Data listing:
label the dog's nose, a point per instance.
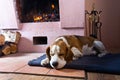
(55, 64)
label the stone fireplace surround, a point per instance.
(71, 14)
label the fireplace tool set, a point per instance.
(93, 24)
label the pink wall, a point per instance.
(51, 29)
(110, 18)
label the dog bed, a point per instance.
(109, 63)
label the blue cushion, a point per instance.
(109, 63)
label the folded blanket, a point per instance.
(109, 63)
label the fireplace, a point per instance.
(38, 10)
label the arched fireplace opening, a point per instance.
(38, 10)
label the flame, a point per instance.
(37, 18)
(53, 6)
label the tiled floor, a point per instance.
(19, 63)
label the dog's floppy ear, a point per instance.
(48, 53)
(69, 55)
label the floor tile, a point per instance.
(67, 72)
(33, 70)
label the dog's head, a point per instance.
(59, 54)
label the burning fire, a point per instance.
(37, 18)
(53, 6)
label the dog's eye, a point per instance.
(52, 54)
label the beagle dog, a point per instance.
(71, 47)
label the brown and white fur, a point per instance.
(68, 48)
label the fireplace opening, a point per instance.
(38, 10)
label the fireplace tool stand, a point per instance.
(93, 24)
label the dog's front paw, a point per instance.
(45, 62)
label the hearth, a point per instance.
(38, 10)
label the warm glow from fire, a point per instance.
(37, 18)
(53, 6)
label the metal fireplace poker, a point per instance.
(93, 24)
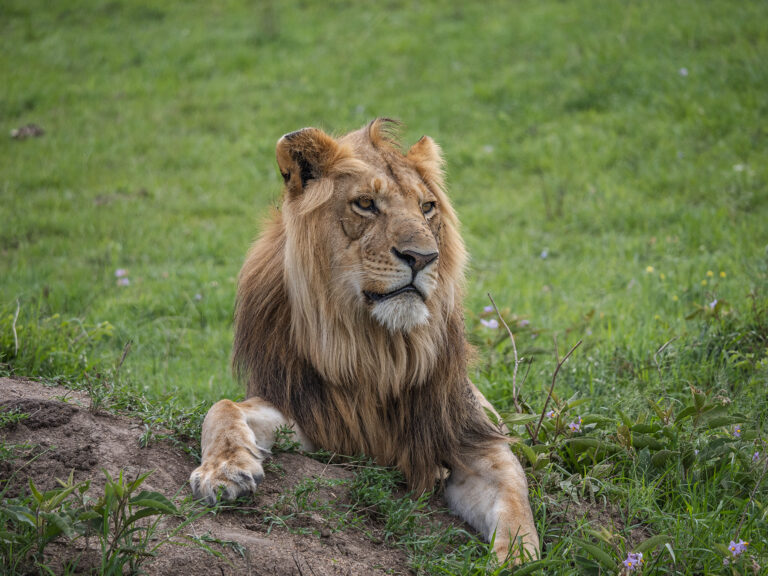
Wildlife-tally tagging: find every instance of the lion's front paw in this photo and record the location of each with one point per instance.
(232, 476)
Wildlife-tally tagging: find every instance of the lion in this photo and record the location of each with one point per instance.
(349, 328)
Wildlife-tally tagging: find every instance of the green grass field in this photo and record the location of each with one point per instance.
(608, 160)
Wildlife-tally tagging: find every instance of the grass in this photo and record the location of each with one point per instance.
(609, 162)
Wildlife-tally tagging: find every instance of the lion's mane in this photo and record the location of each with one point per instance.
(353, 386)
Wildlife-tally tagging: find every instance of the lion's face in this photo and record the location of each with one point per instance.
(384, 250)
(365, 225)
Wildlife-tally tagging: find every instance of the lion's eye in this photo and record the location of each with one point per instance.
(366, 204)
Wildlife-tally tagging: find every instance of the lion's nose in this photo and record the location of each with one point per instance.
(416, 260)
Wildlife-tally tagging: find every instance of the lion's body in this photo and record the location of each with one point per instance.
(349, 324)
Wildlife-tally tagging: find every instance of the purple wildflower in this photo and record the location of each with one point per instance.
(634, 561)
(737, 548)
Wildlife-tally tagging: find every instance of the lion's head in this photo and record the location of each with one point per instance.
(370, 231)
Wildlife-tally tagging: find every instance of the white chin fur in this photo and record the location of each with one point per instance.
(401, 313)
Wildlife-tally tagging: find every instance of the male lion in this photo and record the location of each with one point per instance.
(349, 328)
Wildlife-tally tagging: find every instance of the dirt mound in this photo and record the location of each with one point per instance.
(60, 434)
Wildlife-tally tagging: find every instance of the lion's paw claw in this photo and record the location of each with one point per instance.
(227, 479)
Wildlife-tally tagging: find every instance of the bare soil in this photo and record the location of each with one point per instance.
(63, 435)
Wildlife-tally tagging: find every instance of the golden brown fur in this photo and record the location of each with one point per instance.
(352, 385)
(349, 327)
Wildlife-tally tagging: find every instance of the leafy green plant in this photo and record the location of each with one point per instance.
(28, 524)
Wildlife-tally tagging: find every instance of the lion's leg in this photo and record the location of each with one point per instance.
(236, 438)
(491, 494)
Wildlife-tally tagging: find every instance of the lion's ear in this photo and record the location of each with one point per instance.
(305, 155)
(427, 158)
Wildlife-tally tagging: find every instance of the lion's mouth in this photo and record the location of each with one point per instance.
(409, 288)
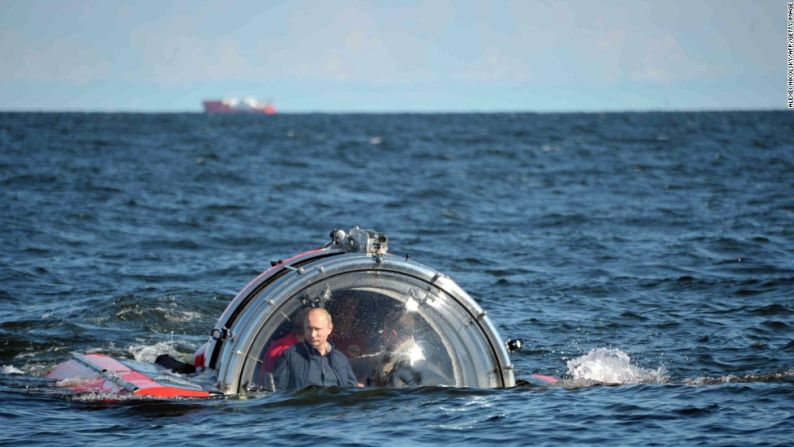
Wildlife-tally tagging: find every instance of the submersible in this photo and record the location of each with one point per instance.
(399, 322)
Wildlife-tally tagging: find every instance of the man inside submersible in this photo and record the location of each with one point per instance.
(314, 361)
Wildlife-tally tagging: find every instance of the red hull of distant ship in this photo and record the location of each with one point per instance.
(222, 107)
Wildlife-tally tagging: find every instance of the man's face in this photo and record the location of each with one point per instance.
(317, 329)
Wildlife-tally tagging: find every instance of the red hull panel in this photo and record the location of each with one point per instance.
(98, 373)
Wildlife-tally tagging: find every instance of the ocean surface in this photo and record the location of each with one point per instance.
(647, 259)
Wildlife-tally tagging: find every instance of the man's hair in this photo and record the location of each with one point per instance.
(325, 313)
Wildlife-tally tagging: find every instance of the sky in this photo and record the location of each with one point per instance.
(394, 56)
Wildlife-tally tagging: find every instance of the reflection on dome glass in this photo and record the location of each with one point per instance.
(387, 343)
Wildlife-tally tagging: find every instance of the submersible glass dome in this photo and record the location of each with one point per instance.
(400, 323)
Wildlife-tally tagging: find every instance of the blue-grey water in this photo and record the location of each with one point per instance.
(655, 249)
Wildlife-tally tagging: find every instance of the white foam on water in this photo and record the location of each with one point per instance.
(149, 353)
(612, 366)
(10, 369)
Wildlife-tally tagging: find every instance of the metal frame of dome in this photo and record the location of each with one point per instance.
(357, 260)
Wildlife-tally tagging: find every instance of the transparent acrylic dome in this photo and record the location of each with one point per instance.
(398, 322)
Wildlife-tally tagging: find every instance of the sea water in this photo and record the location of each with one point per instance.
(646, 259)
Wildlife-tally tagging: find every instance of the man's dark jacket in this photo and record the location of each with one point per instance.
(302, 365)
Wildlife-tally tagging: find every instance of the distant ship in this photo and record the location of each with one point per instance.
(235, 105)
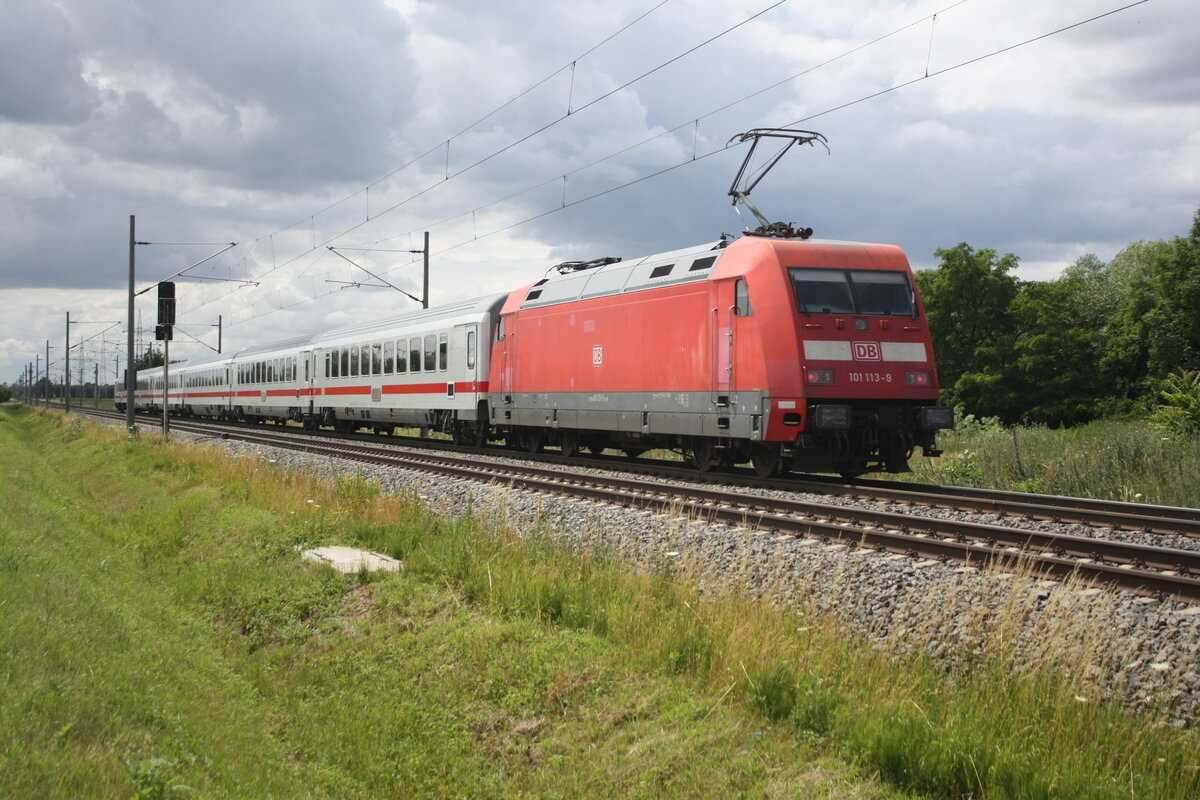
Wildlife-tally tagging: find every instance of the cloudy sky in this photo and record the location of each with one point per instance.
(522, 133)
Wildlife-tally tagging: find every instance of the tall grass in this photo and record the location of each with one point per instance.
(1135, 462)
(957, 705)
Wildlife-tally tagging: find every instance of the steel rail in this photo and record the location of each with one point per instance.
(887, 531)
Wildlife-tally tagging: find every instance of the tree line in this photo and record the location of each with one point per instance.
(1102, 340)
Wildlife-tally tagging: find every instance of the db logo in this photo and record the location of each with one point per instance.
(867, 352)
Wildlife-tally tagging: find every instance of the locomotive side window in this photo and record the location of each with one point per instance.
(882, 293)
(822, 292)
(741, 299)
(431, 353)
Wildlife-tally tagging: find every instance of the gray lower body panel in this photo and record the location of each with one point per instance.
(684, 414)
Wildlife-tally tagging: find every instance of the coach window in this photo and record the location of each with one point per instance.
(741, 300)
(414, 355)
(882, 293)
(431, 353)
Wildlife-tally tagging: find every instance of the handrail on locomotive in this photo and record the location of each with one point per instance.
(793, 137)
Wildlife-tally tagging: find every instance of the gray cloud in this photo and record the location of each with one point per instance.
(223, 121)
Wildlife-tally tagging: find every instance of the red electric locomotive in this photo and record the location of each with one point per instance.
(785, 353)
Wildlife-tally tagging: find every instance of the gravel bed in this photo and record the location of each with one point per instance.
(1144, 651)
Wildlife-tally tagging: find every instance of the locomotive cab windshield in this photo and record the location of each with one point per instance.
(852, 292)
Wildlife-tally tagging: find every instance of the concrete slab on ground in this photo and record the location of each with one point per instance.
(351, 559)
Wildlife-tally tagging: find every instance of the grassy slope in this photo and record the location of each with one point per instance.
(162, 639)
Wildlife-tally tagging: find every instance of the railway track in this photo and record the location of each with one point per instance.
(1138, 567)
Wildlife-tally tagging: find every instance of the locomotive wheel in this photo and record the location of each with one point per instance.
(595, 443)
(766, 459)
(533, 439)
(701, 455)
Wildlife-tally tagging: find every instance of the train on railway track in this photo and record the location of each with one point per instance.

» What you need to do
Copy every entry word for word, but omit the pictures.

» Response for this exercise
label the dog's nose, a point per instance.
(55, 64)
label the stone fireplace surround, a point per instance.
(71, 14)
label the fireplace tool set, a point per instance.
(93, 24)
label the pink wall, a point per instance.
(51, 29)
(110, 18)
label the dog bed, a point per instance.
(109, 63)
label the blue cushion, a point per instance.
(109, 63)
label the folded blanket, a point per instance.
(109, 63)
label the fireplace, a point per instance.
(38, 10)
label the arched fireplace opening, a point per instance.
(38, 10)
label the flame, a point per instance.
(37, 18)
(53, 6)
label the tiled floor, a point per instance.
(19, 63)
label the dog's floppy ear, a point per instance.
(48, 53)
(69, 55)
label the floor tile, a point per instance.
(67, 72)
(33, 70)
label the dog's head, a point per instance.
(59, 54)
label the burning fire, a point per instance.
(37, 18)
(53, 6)
label the dog's eye, a point per instance.
(52, 54)
label the beagle dog, a point per instance.
(71, 47)
label the brown and white fur, a point per instance.
(68, 48)
label the fireplace opening, a point per instance.
(38, 10)
label the fireplace tool stand, a point per instance.
(93, 24)
label the dog's front paw, a point per instance.
(45, 62)
label the hearth, a point per instance.
(38, 10)
label the warm glow from fire, a point per instance.
(37, 18)
(53, 6)
label the metal fireplace poker, a point per instance.
(93, 24)
Wildlife-tally tagging: find every instance of the lion's front paw in this photo and record the location of each with one point per instance.
(232, 476)
Wildlife-tally tagging: find every instance of the lion in this photo and record the location of each with one point per instance.
(349, 328)
Wildlife-tally tagging: find every instance of the green grass field in this photo and record the location of each with one point per instance.
(608, 160)
Wildlife-tally tagging: find every instance of the grass in this photo and record the location of each with one point per instance.
(609, 162)
Wildlife-tally tagging: find every instance of the lion's mane in this photo and record the location of each with one point per instance.
(353, 386)
Wildlife-tally tagging: find every instance of the lion's face in this photo and record the location of each with one point per instance.
(384, 250)
(365, 225)
Wildlife-tally tagging: find every instance of the lion's eye in this photo and record the location of each with one point per instance.
(366, 204)
Wildlife-tally tagging: find every instance of the lion's nose in this photo and record the location of each with one point per instance.
(416, 260)
Wildlife-tally tagging: find every instance of the lion's body in this photo and record the location of each with one point per instance.
(349, 324)
Wildlife-tally tagging: find every instance of the purple wildflower in this photo and record the location of each with one point per instance.
(634, 561)
(737, 548)
Wildlife-tally tagging: find every instance of the lion's head in this photo and record the location of each with one point per instance.
(370, 231)
Wildlife-tally tagging: find every instance of the white chin fur in this photo and record the location of each with one point per instance.
(401, 313)
Wildlife-tally tagging: find every instance of the male lion in this photo and record the location of each with one point per instance.
(349, 328)
Wildlife-tally tagging: find every instance of the dirt mound in this photo and record the location of each with one point per instance.
(60, 434)
Wildlife-tally tagging: find every instance of the lion's paw claw in this photo and record the location of each with one point per instance.
(227, 479)
Wildlife-tally tagging: find every instance of the bare soil in this photo and record the location of each with one point per instance.
(63, 435)
Wildlife-tally tagging: find every instance of the golden brown fur in this photo and record the location of each with one point per instance.
(352, 385)
(349, 327)
Wildlife-tally tagging: find every instance of the leafy green plant in this photo and record the location of each with one point per instance.
(28, 524)
Wildlife-tally tagging: find every instance of the lion's leg in this photo and record the location of each with one point per instance.
(236, 438)
(491, 494)
Wildlife-tally tagging: find every instance of the lion's ear in this photo and record the location of each with one point per instance.
(305, 155)
(427, 158)
Wildlife-tally tagging: find every instance of the lion's mouth in this photo and record the location of each with one point per instance.
(409, 288)
Wildlife-tally tagging: find every instance of the submersible in this photo and record the location of each with one point per instance.
(399, 322)
Wildlife-tally tagging: find every instance of the man inside submersible in this photo and record the location of each with one point per instance.
(314, 361)
Wildlife-tally tagging: find every instance of the red hull of distant ship in this photo and record the location of each with one point per instance.
(222, 107)
Wildlife-tally tagging: find every instance of the man's face in this photo and record the location of each with one point per instance.
(317, 329)
Wildlife-tally tagging: find every instance of the red hull panel in this photo and record the location of each with one point per instance.
(98, 373)
Wildlife-tally tagging: find every instance of the ocean surface in this photo and record the location of each with one point per instance.
(647, 259)
Wildlife-tally tagging: find every instance of the man's hair in this photo and record the location of each with one point per instance.
(325, 313)
Wildlife-tally tagging: find every instance of the sky in this photo and record the location of each with one point per instance.
(394, 56)
Wildlife-tally tagging: find every instance of the reflection on dome glass in this photo and record the location of each with one point per instance.
(387, 343)
Wildlife-tally tagging: find every instance of the submersible glass dome in this photo and record the location of each with one point per instance.
(400, 323)
Wildlife-tally tagging: find every instance of the blue-grey water in this photo and record the location of each with one point per instance.
(655, 249)
Wildlife-tally tagging: find every instance of the white foam on water in this photo and record the location of each with one point per instance.
(149, 353)
(612, 366)
(10, 369)
Wildlife-tally tagging: find every instance of the metal frame of dome in this photo and record the location of each with one point per instance.
(357, 260)
Wildlife-tally tagging: find every instance of the transparent acrylic dome in this photo and record the location of each with one point per instance.
(398, 322)
Wildlife-tally tagging: find every instance of the sea water in this photo and record the location of each with one point per instance.
(646, 259)
Wildlife-tally tagging: find every instance of the man's dark jacket in this photo and record the location of each with one point per instance.
(302, 365)
Wildlife-tally tagging: find every instance of the distant ship in this photo and record the location of each with one point per instance.
(235, 105)
Wildlife-tally tagging: find every instance of the cloudy sky in this photo and record the location of each with one point per instance.
(522, 133)
Wildlife-tally tagging: find every instance of the tall grass in this photo and record the location of each with one point per instance.
(1135, 462)
(957, 705)
Wildlife-tally tagging: find every instance of the steel rail in this photo and record the location of each with one point per instance.
(887, 531)
Wildlife-tally tagging: find every instance of the tree line in this photo and record the location of each with one point per instance.
(1102, 340)
Wildlife-tally tagging: find every instance of the db logo in this photo and record the location of each with one point per instance.
(867, 352)
Wildlife-tally tagging: find every instance of the locomotive side window in this photo and record the location of each with one point per instance.
(882, 293)
(822, 292)
(741, 299)
(431, 353)
Wildlife-tally tagging: find every instance of the gray lower body panel in this photo and record the location of each with one point per instance.
(684, 414)
Wildlife-tally tagging: find every instance of the coach window in this photo and record the location of each with one point per instance.
(741, 300)
(414, 355)
(882, 293)
(431, 353)
Wildlife-tally tagging: find every instance of the handrail on locomotive in this photo and record the location of each with one point per instance.
(793, 137)
Wildlife-tally tagging: find every instance of the gray cloud in this photo and record the location of each with one point per instance.
(223, 121)
Wildlife-tally tagging: find every instance of the red electric locomotive in this photo and record the location of each with one point per instance.
(785, 353)
Wildlife-tally tagging: find every instance of the gravel bed in this photo and record the location of each with one point per instance.
(1144, 651)
Wildlife-tally tagging: find every instance of the locomotive cab windshield in this photo and record the location of each with one point per instance.
(852, 292)
Wildlife-tally tagging: find every instance of the concrete slab on ground in this photo and record the location of each with one point per instance.
(351, 559)
Wildlife-tally tagging: find every instance of the grassy slope in this photo and record the location of each with one point per instance.
(162, 639)
Wildlife-tally tagging: find every instance of the railway track in this photo and record the location of each with one point per instance.
(1138, 567)
Wildlife-tally tagging: find every instance of the locomotive wheel in this photo and record the location of each with one point per instance.
(595, 443)
(766, 459)
(533, 439)
(701, 455)
Wildlife-tally tagging: find every instance of the train on railway track in this photo and record the location of each with one point per instance.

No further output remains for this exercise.